- EXERCISE
Give a verbatim copy of the lines below, minus the pictures.

- DATA
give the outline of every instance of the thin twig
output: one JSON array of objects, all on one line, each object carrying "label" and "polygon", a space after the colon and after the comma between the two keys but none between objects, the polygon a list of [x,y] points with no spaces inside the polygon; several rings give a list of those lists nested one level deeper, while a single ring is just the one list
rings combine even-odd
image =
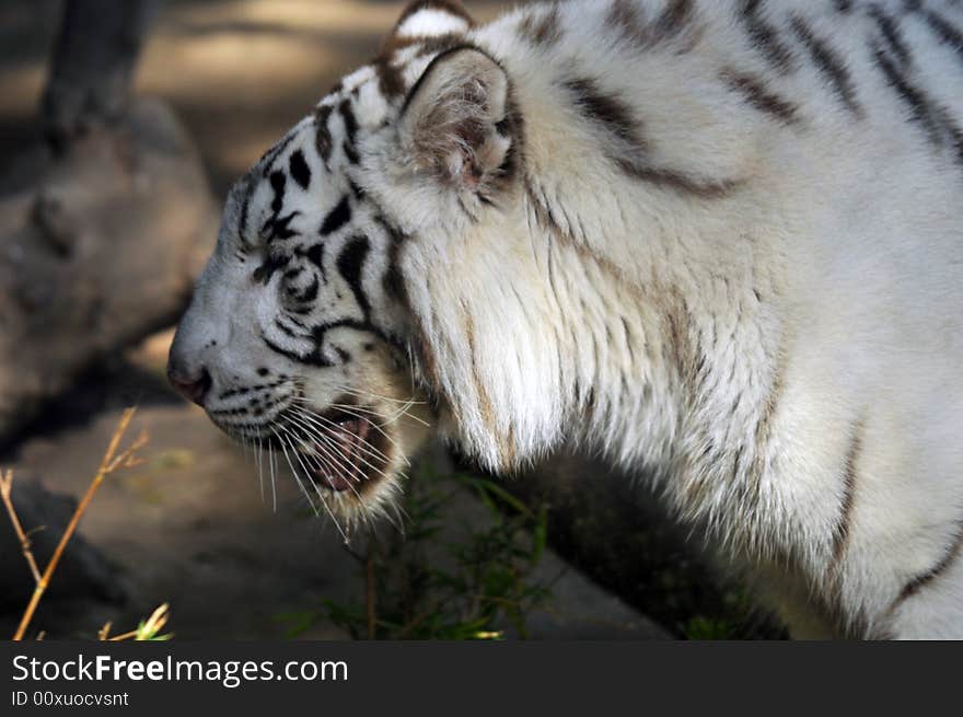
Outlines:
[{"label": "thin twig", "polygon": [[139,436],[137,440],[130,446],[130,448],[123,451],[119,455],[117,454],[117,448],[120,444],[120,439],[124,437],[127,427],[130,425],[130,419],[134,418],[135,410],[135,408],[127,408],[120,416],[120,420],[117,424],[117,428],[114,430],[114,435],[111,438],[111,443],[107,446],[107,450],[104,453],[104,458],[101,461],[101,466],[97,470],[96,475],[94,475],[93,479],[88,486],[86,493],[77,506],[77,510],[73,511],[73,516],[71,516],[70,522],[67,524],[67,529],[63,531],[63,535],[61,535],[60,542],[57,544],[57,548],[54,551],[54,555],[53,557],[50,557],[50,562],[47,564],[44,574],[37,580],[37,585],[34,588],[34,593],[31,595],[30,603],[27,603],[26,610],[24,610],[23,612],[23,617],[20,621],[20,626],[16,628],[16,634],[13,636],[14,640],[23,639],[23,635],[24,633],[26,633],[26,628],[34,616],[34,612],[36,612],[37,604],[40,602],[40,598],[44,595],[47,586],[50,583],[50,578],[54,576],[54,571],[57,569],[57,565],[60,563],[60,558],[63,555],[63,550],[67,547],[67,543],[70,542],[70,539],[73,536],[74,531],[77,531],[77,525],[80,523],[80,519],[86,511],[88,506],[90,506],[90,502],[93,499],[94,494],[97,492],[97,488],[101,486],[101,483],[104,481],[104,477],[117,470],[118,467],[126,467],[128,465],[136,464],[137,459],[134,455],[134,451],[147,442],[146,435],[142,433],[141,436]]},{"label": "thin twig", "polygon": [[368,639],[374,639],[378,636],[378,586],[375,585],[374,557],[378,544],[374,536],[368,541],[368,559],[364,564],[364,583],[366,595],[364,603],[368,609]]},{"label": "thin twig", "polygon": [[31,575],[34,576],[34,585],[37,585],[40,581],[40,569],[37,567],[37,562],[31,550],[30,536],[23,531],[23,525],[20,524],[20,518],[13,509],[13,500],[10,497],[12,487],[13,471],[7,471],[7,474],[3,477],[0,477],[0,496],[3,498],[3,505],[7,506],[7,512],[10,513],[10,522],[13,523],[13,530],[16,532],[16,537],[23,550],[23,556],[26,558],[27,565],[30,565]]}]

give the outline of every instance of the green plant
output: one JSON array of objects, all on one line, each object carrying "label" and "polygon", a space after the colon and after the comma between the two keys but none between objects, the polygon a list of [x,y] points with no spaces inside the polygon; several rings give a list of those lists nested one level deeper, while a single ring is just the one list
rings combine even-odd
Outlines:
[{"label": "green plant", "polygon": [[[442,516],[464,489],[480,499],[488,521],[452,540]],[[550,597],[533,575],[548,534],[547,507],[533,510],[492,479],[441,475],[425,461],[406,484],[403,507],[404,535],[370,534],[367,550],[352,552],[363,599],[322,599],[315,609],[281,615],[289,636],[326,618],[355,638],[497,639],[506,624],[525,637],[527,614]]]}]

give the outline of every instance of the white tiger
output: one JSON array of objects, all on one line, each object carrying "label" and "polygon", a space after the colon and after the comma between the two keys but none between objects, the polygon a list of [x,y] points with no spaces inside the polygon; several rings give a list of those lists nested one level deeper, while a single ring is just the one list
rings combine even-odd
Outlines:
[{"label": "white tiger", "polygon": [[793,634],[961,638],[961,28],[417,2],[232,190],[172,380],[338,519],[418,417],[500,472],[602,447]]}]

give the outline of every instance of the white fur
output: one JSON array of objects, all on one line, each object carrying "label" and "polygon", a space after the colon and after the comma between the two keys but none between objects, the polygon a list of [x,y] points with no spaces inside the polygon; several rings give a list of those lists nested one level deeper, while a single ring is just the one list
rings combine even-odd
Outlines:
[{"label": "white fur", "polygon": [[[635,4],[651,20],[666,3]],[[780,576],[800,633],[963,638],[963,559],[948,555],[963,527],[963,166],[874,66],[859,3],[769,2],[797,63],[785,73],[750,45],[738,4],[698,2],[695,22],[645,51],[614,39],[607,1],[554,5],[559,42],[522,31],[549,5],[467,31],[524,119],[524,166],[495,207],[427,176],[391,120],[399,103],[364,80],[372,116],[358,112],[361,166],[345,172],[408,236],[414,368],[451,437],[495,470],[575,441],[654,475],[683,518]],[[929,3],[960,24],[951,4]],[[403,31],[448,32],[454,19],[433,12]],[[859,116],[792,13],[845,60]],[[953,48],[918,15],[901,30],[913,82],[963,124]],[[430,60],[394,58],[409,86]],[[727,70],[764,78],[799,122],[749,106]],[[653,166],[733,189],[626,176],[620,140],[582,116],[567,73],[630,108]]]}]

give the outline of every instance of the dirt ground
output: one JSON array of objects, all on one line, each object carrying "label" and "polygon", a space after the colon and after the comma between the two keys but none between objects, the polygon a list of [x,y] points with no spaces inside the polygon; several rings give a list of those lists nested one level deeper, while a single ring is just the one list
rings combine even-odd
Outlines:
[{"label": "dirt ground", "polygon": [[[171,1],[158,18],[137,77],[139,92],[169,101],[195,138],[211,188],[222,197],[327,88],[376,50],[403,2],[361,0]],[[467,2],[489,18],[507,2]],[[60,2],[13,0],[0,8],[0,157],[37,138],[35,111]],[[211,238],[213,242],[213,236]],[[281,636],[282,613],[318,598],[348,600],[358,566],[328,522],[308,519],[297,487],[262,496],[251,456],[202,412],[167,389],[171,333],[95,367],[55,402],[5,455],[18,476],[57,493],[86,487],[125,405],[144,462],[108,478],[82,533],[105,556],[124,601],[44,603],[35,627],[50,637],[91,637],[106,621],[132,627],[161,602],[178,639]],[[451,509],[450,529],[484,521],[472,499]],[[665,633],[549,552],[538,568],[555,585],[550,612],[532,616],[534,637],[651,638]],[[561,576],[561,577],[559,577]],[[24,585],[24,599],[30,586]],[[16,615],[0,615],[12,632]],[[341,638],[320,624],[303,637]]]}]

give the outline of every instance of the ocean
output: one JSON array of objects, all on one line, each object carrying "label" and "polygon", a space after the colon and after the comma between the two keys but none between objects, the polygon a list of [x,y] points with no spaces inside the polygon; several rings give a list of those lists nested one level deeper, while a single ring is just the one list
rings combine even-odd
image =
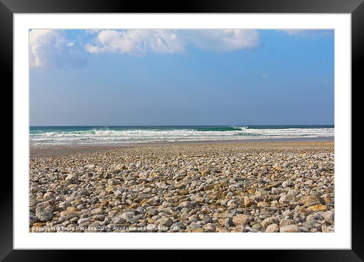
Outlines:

- FULL OUTPUT
give the outline of every instance of the thin twig
output: one JSON array of objects, all on one line, each object carrying "label" and "polygon", a space after the colon and after the comma between the two keys but none between objects, the polygon a list of [x,y] points with no spaces inside the polygon; several rings give a list of those lists nested one level deeper, while a single ring is just the one list
rings combine even-odd
image =
Outlines:
[{"label": "thin twig", "polygon": [[139,436],[137,440],[130,446],[130,448],[123,451],[119,455],[117,454],[117,448],[120,444],[120,439],[124,437],[127,427],[130,425],[130,419],[134,418],[135,410],[135,408],[127,408],[120,416],[120,420],[117,424],[117,428],[114,430],[114,435],[111,438],[111,443],[107,446],[107,450],[104,453],[104,458],[101,461],[101,466],[97,470],[96,475],[94,475],[93,479],[88,486],[86,493],[77,506],[77,510],[73,511],[73,516],[71,516],[70,522],[67,524],[67,529],[63,531],[63,535],[61,535],[60,542],[57,544],[57,548],[54,551],[54,555],[53,557],[50,557],[50,562],[47,564],[44,574],[37,580],[37,585],[34,588],[34,593],[31,595],[30,603],[27,603],[26,610],[24,610],[23,612],[23,617],[20,621],[20,626],[16,628],[16,634],[13,636],[14,640],[23,639],[23,635],[24,633],[26,633],[26,628],[34,616],[34,612],[36,612],[37,604],[40,602],[40,598],[44,595],[47,586],[50,583],[50,578],[54,576],[54,571],[57,569],[57,565],[60,563],[60,558],[63,555],[63,550],[67,547],[67,543],[70,542],[70,539],[73,536],[74,531],[77,531],[77,525],[80,523],[80,519],[86,511],[88,506],[90,506],[90,502],[93,499],[94,494],[97,492],[97,488],[101,486],[101,483],[104,481],[104,477],[117,470],[118,467],[126,467],[128,465],[136,464],[137,459],[134,455],[134,451],[147,442],[146,435],[142,433],[141,436]]},{"label": "thin twig", "polygon": [[368,639],[374,639],[378,636],[378,586],[375,585],[374,557],[378,544],[374,536],[368,541],[368,559],[364,564],[364,583],[366,595],[364,603],[368,609]]},{"label": "thin twig", "polygon": [[31,575],[34,576],[34,585],[37,585],[40,581],[40,569],[37,567],[37,562],[31,550],[30,536],[23,531],[23,525],[20,524],[20,518],[13,509],[13,500],[10,497],[12,487],[13,471],[7,471],[7,474],[3,477],[0,477],[0,496],[3,498],[3,505],[7,506],[7,512],[10,513],[10,522],[13,523],[13,530],[16,532],[16,537],[23,550],[23,556],[26,558],[27,565],[30,565]]}]

give the outline of every instance of the green plant
output: one JSON array of objects, all on one line, each object carrying "label" and "polygon", a space after the colon and after the comma between the two keys but none between objects, the polygon a list of [x,y] points with no spaces inside the polygon; several rings give a list of those lists nested one level deeper, while a single ring is just the one list
rings combine even-odd
Outlines:
[{"label": "green plant", "polygon": [[[442,516],[464,489],[480,499],[488,521],[452,540]],[[550,597],[533,575],[548,534],[547,507],[533,510],[492,479],[441,475],[425,461],[406,484],[403,507],[404,535],[370,534],[367,550],[352,552],[363,599],[322,599],[315,609],[281,615],[289,636],[326,618],[355,638],[497,639],[506,624],[525,637],[527,614]]]}]

give the outline of every instance of the white tiger
output: one JSON array of objects, all on one line, each object carrying "label" and "polygon", a space after the colon and after the comma between the two keys but none between objects, the polygon a list of [x,y] points with no spaces inside the polygon; several rings give a list of those lists nested one level deeper, while a single ring is just the one list
rings combine even-odd
Outlines:
[{"label": "white tiger", "polygon": [[793,634],[961,638],[961,28],[417,2],[232,190],[172,380],[338,519],[418,417],[500,472],[602,447]]}]

give the outline of every instance of the white fur
output: one JSON array of objects, all on one line, each object carrying "label" and "polygon", a space after the colon and after the comma between the two keys but none between objects, the polygon a list of [x,y] points with no spaces inside the polygon; several rings give a list of those lists nested one level deeper, while a single ring is just the one list
rings combine even-odd
Outlines:
[{"label": "white fur", "polygon": [[[635,4],[651,20],[666,3]],[[780,576],[800,633],[963,638],[963,559],[948,555],[963,527],[963,166],[874,66],[859,3],[769,2],[797,63],[785,73],[750,45],[738,4],[698,2],[695,22],[645,51],[614,39],[607,1],[554,5],[559,42],[522,31],[549,5],[467,31],[524,119],[524,166],[495,207],[427,176],[391,120],[399,103],[364,80],[372,116],[358,112],[361,166],[345,172],[408,236],[414,368],[451,437],[495,470],[575,441],[654,475],[683,518]],[[929,3],[960,24],[951,4]],[[403,31],[448,32],[454,19],[433,12]],[[859,116],[792,13],[845,60]],[[953,48],[918,15],[901,30],[913,82],[963,124]],[[430,60],[394,58],[409,86]],[[727,70],[764,78],[799,122],[749,106]],[[653,166],[733,189],[626,176],[620,140],[582,116],[567,73],[630,108]]]}]

give the outline of every instance of the dirt ground
output: one JSON array of objects, all on one line, each object carrying "label" and "polygon", a space after the colon and after the comma between the two keys but none between objects, the polygon a list of [x,y] points with no spaces inside the polygon; several rings give a list of those lists nested one level deeper, while a single ring is just the one list
rings combine even-odd
Outlines:
[{"label": "dirt ground", "polygon": [[[171,1],[158,18],[137,77],[139,92],[169,101],[195,138],[211,188],[222,197],[327,88],[376,50],[403,2],[361,0]],[[467,2],[489,18],[507,2]],[[60,2],[13,0],[0,8],[0,157],[37,138],[35,111]],[[211,238],[213,242],[213,236]],[[281,636],[282,613],[318,598],[348,600],[358,566],[328,522],[308,519],[297,487],[262,496],[251,456],[202,412],[167,389],[171,333],[95,367],[55,402],[5,455],[18,476],[57,493],[86,487],[125,405],[144,462],[108,478],[82,533],[105,556],[124,601],[44,603],[35,627],[50,637],[91,637],[106,621],[132,627],[161,602],[178,639]],[[451,509],[450,529],[484,521],[472,499]],[[665,633],[549,552],[538,568],[555,585],[550,612],[532,616],[534,637],[651,638]],[[561,576],[561,577],[559,577]],[[24,585],[24,599],[30,586]],[[16,615],[0,615],[12,632]],[[341,638],[320,624],[303,637]]]}]

give the outline of every instance of the ocean
output: one JSON array of objects, all on one line, each object carrying "label" and "polygon", a space after the colon and after the comma between the two keys but none between objects, the polygon a list of [x,y] points with no spaces inside the polygon; several rings give a list of those lists nested one level deeper, while a single ring is just the one list
rings combine even-odd
image =
Outlines:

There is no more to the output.